• _Given problem 1_: Which lines of the rows contain the string "tufted"? Gather and copy each one, treating uppercase and lowercase as different.

• _Source extract_:
==========
The Yearning of Seeds
“The Yearning of Seeds”. Author : Kynpham Sing Nongkynrih. Publisher : Harper Collins (New Delhi 2011). Pages : 149. Price : Rs. 199/-.
Among the Indian poets writing in English today Kynpham Sing Nongkynrih has a quality or element which is a rarity. It is that of humour. Starting from Nissim Ezekiel’s “Very Indian Poems In Indian English” Nongkynrih continues that tradition in poems such as: “Mafa Goes to the Market” and “Lines Written to Mothers Who Disagree with Their Sons’ Choices of Women”. The humour is both witty an acerbic.
Nongkynrih has a range and flexibility which is his poetic ‘credo’, from Shillong’s whispering pines, to love songs and a distinct elegiac mode. He can wander lyrically to other areas of North East India as in the poem “Khangchen – Dzonga”. “When the Prime Minister visits Shillong . . .” is tinged with sadness; “Only the bamboos watched in silence” (Page. 11). There is also a poem on Jorhat in Assam.
The playfulness and buoyancy continues in poems such as “The Dentist”, or “The Condoms” which at the same time speaks of the duality and hypocrisy of the glorified self. His fequent digs at women do not evince a sense of male chauvinism but rather a feeling of misplacement; and that of being cheated (”The Graffiti”). Nongkynrih celebrates the seasonal cycle of his home land. In “Weiking” he dances melodically to the rhythmns of this thanksgiving spring festival, held every year in Spring, in Meghalaya.
==========
• _Extracted data_:
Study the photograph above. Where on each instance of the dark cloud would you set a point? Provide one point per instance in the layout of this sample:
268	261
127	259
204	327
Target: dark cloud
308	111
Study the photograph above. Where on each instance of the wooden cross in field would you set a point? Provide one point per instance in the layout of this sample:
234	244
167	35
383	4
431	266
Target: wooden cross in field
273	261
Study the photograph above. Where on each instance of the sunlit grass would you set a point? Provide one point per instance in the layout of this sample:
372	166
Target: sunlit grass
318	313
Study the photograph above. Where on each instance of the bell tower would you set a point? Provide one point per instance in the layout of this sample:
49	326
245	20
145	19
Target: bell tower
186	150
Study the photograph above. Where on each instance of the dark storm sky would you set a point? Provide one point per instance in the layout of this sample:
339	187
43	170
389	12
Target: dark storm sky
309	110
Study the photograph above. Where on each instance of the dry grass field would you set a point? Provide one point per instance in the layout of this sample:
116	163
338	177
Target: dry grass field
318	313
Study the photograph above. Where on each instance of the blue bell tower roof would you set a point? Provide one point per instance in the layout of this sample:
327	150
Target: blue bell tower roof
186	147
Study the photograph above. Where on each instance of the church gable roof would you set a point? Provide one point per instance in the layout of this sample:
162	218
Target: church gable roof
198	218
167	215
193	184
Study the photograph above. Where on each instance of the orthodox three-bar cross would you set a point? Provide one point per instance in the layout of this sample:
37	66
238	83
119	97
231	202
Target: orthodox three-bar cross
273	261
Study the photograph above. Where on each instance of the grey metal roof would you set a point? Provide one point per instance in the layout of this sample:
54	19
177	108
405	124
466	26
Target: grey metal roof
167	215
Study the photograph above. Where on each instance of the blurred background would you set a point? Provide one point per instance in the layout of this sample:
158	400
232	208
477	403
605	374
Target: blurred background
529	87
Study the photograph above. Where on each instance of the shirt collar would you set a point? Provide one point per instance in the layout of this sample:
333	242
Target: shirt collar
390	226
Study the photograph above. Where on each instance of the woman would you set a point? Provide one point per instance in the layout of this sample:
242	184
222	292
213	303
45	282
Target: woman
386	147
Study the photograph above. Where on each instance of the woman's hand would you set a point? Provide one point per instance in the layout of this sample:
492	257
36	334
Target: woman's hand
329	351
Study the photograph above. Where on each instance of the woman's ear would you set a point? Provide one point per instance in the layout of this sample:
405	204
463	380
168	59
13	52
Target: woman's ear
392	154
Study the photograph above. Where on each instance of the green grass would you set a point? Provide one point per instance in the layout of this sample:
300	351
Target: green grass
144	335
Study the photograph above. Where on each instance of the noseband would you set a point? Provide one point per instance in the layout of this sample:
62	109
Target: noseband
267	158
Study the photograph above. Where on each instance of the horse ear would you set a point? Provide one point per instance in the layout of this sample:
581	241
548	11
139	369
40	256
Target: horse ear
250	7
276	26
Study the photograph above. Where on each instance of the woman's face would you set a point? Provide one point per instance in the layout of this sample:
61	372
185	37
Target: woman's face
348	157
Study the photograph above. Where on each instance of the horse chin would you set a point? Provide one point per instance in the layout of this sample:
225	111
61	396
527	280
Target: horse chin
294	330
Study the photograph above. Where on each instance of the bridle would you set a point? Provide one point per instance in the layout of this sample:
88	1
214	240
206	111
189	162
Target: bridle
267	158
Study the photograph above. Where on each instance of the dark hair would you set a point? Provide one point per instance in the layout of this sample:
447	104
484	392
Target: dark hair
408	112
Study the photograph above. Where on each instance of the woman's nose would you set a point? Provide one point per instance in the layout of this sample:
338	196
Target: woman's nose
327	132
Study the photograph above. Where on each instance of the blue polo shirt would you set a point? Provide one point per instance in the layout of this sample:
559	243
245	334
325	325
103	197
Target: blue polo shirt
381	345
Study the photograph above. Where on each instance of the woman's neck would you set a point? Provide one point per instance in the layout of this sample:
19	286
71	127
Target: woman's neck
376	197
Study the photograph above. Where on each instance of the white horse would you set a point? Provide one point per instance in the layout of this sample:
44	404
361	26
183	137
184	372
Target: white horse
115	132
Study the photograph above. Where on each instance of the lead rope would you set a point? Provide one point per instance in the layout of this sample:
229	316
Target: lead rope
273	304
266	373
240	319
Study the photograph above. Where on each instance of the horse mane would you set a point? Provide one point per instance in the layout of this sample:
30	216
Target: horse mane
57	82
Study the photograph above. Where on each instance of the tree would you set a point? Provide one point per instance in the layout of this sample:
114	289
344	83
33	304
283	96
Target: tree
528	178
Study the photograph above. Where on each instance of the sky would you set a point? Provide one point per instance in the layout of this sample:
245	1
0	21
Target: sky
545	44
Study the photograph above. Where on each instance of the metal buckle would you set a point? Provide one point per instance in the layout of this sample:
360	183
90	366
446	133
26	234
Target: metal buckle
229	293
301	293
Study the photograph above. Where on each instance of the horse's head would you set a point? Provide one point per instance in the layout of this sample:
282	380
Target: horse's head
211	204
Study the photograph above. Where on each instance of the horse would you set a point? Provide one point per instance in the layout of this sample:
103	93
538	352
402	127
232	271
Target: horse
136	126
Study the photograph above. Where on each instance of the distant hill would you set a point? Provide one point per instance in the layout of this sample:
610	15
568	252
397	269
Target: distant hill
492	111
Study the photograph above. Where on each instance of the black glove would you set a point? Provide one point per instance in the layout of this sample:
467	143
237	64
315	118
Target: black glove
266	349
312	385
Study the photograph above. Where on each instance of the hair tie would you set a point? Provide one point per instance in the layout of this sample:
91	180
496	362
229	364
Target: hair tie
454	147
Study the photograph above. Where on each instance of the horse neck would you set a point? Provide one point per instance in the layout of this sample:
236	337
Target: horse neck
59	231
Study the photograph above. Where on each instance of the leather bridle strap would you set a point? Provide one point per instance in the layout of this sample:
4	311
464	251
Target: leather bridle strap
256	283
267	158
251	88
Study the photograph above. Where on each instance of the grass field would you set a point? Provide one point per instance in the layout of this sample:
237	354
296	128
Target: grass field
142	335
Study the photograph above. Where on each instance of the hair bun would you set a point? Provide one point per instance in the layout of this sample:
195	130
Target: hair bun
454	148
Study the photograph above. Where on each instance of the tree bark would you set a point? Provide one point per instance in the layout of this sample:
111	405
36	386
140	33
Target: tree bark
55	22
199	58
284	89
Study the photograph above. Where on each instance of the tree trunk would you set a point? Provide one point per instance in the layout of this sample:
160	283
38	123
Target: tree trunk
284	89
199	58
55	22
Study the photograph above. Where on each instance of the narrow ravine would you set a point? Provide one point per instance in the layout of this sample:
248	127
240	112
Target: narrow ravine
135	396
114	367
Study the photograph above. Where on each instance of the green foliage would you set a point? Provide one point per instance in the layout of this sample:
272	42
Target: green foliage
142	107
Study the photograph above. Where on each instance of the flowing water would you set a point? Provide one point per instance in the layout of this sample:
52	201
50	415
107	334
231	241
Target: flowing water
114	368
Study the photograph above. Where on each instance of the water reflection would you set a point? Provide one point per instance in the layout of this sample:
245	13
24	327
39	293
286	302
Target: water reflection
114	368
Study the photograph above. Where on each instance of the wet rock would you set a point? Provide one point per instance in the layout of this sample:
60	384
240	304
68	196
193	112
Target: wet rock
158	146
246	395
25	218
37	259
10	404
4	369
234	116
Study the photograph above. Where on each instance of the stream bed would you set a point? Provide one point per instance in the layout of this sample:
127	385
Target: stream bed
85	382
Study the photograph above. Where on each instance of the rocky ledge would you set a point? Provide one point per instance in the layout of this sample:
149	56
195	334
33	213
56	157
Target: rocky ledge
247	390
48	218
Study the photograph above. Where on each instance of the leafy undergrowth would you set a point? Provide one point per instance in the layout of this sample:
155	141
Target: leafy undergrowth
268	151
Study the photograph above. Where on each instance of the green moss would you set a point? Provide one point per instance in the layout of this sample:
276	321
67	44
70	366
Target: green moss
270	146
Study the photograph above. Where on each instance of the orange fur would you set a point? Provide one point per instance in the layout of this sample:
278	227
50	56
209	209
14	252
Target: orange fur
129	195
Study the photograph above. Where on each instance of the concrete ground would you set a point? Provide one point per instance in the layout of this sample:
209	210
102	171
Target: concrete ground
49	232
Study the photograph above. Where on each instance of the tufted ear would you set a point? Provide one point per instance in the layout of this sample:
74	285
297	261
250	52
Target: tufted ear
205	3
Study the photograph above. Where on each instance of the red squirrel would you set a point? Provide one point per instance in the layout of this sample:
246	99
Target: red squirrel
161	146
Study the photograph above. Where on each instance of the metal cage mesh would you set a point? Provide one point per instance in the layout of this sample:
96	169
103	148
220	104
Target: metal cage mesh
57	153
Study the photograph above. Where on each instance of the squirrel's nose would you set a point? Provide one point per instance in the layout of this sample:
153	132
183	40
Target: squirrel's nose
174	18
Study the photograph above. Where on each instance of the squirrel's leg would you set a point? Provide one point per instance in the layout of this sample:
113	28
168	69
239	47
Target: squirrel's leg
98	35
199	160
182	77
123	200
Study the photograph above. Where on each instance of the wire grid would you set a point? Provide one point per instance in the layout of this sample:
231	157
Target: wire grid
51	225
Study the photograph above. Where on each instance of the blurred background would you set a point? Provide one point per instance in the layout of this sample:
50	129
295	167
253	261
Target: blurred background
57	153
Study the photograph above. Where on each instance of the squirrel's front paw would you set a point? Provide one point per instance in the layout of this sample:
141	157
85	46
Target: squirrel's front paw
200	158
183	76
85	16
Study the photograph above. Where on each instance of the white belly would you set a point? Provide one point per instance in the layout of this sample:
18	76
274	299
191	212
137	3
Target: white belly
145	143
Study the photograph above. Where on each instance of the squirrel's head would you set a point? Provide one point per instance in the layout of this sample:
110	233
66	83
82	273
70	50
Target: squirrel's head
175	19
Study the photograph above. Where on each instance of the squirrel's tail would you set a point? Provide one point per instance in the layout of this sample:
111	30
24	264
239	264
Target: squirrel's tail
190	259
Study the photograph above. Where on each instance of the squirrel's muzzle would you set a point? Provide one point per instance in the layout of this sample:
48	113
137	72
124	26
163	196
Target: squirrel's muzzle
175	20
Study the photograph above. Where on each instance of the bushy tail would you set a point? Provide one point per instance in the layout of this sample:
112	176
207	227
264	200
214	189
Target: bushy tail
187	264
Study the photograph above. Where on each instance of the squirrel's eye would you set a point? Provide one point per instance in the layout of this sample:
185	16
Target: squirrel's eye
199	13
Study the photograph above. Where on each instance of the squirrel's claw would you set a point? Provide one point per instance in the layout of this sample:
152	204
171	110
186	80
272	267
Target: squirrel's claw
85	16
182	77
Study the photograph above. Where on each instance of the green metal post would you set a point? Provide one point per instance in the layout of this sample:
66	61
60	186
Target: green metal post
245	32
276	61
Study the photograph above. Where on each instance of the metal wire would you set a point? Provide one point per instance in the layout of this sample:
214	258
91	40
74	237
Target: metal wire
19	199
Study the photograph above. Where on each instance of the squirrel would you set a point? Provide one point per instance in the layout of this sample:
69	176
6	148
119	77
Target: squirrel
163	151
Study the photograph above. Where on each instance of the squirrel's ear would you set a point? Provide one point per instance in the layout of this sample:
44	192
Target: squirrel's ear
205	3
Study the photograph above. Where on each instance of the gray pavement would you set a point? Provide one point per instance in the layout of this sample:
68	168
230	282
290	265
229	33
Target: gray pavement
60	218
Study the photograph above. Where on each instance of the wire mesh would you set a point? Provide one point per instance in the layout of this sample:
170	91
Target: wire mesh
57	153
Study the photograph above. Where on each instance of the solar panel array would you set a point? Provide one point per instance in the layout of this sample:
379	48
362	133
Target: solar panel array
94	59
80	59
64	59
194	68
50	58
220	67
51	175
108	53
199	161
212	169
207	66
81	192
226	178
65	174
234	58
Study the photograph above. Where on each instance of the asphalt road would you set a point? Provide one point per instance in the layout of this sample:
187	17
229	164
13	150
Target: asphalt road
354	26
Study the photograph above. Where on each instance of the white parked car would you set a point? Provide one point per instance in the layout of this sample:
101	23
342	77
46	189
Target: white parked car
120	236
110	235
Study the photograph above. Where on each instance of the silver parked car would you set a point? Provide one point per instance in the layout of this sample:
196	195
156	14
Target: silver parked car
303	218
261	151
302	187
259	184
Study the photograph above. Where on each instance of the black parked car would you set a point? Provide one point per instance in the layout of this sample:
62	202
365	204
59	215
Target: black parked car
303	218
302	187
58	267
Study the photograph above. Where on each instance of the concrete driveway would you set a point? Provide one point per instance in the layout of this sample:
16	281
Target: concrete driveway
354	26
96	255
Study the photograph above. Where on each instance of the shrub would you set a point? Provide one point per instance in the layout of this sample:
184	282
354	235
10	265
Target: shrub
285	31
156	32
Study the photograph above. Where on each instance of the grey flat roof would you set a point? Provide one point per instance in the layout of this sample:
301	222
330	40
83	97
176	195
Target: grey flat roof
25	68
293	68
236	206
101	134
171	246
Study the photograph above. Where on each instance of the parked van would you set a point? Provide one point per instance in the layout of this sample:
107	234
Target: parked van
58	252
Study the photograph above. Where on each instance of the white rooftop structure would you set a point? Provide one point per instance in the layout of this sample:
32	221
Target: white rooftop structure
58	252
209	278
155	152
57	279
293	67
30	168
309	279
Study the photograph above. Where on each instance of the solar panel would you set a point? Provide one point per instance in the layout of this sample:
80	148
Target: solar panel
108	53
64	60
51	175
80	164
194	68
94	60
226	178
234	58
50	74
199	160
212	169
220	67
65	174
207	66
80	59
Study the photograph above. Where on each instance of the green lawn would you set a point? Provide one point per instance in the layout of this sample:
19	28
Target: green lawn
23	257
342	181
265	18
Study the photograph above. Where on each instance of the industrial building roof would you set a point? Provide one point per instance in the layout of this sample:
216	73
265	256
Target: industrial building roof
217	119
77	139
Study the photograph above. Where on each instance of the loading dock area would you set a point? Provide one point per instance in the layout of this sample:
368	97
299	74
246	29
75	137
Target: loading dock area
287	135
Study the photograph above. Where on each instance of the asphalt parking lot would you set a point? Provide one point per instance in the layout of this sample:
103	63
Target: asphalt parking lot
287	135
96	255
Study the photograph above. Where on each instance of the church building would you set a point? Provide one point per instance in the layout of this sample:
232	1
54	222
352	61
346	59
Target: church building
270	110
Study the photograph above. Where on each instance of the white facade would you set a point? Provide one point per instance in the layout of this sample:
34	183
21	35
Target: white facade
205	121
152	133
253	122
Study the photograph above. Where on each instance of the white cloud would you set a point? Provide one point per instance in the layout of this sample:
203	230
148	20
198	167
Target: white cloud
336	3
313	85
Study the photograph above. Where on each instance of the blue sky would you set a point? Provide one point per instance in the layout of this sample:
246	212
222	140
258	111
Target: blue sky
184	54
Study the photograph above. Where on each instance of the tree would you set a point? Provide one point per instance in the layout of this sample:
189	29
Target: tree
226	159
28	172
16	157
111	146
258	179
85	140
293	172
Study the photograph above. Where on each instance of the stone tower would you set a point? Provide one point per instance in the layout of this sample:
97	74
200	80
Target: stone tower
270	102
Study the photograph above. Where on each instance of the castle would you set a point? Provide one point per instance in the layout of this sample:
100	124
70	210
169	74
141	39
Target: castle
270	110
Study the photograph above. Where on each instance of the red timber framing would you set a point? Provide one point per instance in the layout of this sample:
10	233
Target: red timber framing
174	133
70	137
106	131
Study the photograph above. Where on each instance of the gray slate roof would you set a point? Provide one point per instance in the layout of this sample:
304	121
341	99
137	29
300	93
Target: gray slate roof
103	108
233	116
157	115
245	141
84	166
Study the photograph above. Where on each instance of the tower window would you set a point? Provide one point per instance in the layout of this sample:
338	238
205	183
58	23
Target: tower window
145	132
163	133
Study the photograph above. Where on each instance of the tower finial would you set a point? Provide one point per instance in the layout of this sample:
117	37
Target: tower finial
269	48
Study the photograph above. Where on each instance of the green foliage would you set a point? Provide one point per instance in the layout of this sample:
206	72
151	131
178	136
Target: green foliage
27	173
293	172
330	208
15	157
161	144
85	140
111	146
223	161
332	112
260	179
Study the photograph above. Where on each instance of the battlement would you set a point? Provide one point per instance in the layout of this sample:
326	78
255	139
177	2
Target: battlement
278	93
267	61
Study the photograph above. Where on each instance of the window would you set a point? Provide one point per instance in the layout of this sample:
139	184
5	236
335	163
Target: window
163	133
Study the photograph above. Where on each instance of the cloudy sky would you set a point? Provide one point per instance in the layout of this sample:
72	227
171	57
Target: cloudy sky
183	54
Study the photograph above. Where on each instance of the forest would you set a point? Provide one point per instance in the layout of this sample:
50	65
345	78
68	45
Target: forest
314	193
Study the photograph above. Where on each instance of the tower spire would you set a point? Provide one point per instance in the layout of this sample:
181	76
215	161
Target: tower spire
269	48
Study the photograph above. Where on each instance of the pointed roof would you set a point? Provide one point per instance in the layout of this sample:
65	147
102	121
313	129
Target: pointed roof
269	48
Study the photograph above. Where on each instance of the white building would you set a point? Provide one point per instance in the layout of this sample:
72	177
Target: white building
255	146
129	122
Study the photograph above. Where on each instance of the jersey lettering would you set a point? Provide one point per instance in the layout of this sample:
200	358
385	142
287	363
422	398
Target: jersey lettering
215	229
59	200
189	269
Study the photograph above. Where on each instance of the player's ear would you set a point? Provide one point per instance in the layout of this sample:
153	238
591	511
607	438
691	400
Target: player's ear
==========
• _Given problem 2_: Does the book review support each of these statements? Answer yes or no for each, quoting the deciding words from the review. (a) The book was published by Harper Collins in New Delhi in 2011. (b) The reviewer finds male chauvinism in the poet's digs at women. (c) Weiking is described as an autumn festival.

• _Correct answer 1_:
Study the photograph above. Where on each instance of the tufted ear would you set a point? Provide one point per instance in the layout of this sample:
Target: tufted ear

• _Correct answer 2_:
(a) Yes: "Publisher : Harper Collins (New Delhi 2011)"
(b) No: "do not evince a sense of male chauvinism but rather a feeling of misplacement"
(c) No: "this thanksgiving spring festival, held every year in Spring, in Meghalaya"